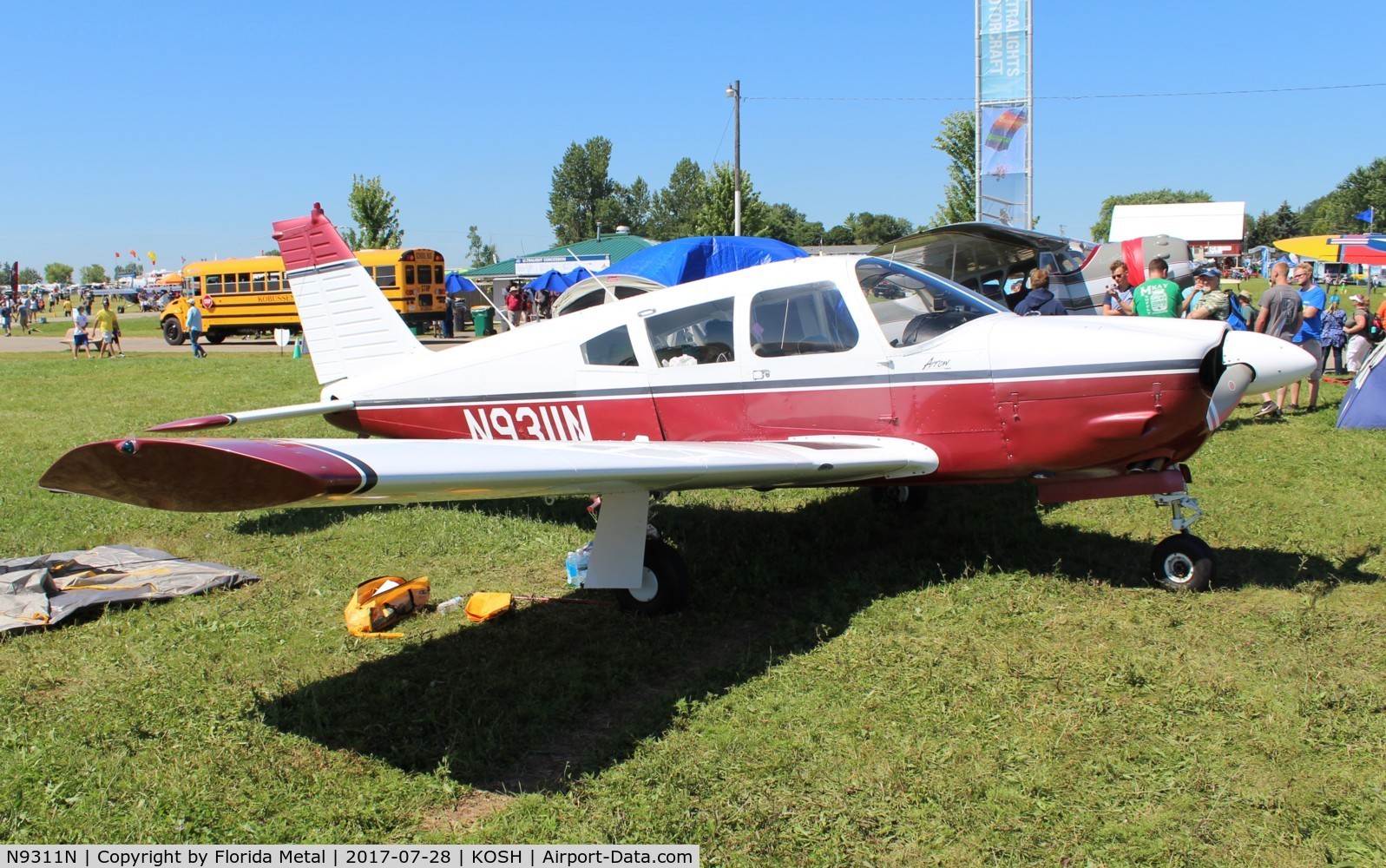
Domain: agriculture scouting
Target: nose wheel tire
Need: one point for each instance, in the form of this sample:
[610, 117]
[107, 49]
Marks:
[1183, 562]
[907, 498]
[666, 582]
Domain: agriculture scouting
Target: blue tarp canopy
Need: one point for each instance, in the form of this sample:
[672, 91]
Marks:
[685, 260]
[457, 283]
[549, 282]
[1364, 405]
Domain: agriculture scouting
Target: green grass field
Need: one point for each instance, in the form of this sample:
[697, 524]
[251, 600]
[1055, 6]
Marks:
[990, 681]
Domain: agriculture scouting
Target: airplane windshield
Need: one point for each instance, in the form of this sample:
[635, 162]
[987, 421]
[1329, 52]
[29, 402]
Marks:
[914, 306]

TASK DESCRIPTION — Reproduce every entry above word for word, omitting the pictures.

TASK OUTPUT —
Domain: agriculture scouting
Target: nose wheel tire
Need: one point for each instance, in the form of this sample:
[610, 117]
[107, 49]
Marks:
[1183, 562]
[907, 498]
[666, 582]
Domain: agriculture scouting
Target: blue tarp canopy
Need: one point for each instance, in the form of this sample:
[672, 91]
Marks:
[685, 260]
[457, 283]
[549, 282]
[1364, 405]
Domain: agriculture scouting
Target: green grass field
Need: one point for each instance, in the form of this sample:
[697, 524]
[251, 600]
[1055, 6]
Marks:
[990, 681]
Domain: agriculture scouting
Target: airplane windshield
Need: one point for each instance, in the form of this sample:
[635, 162]
[987, 421]
[1329, 52]
[29, 402]
Marks:
[914, 306]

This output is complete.